=== Exercício 1 ===
No texto sobre a Cãopreensão, por que serviço Íris Lourenço e Ricardo Rodrigues começaram o negócio?
=== Exercício 2 ===
No texto sobre a Cãopreensão, reescreva o trecho de "Há cerca de um" até "Íris e Ricardo.", renomeando "Ateliê" para "Espaço".

=== Trecho do texto ===
• • • • • • •

Há cerca de três anos, Íris Lourenço, arquiteta, e Ricardo Rodrigues, técnico de audiovisual e multimédia – agora, ambos com 31 anos -, começaram a empresa que nos levou a trazê-los para estas páginas. “Começámos por fazer dog walking”, contam. Rapidamente sentiram necessidade de expandir o negócio porque, como donos de cães, sentiam na pele a dimensão da problemática de os deixar tanto tempo sozinhos em casa.

“Mesmo tendo cuidado, os cães acabam por ficar sozinhos oito horas por dia.” Resultado? Mau comportamento, problemas depressivos (sim, já aqui explicámos noutra ocasião que está cientificamente comprovado que os cães que passam muito tempo sozinhos podem desenvolver esta doença) e… donos com sentimentos de culpa.

Íris não concebia que a sua vida profissional fosse passada num escritório, Ricardo teve cães desde sempre, e decidiram, de forma natural, que este seria o caminho. Pesquisaram (com base nos negócios em outros países, visto que em Portugal é tão inédito que nem há legislação adequada a este modelo), fizeram formações de treino canino e procuraram, por fim, um espaço.

Há cerca de um ano que o Ateliê – ou seja, o infantário para cães – da Cãopreensão existe. O nome não é, propositadamente, creche, mas é exatamente disso que se trata. “Não é um hotel, não é um canil, como nos chegaram a dizer, é um sítio onde os cães diariamente interagem, brincam, descansam e chegam a casa cansados”, explicam Íris e Ricardo.

• • • • • • •

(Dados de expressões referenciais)
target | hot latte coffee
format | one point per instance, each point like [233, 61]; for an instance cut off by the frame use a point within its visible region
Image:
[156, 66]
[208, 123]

• • • • • • •

=== Resposta da tarefa 1 ===
Começaram por fazer dog walking.

=== Resposta da tarefa 2 ===
Há cerca de um ano que o Espaço – ou seja, o infantário para cães – da Cãopreensão existe. O nome não é, propositadamente, creche, mas é exatamente disso que se trata. “Não é um hotel, não é um canil, como nos chegaram a dizer, é um sítio onde os cães diariamente interagem, brincam, descansam e chegam a casa cansados”, explicam Íris e Ricardo.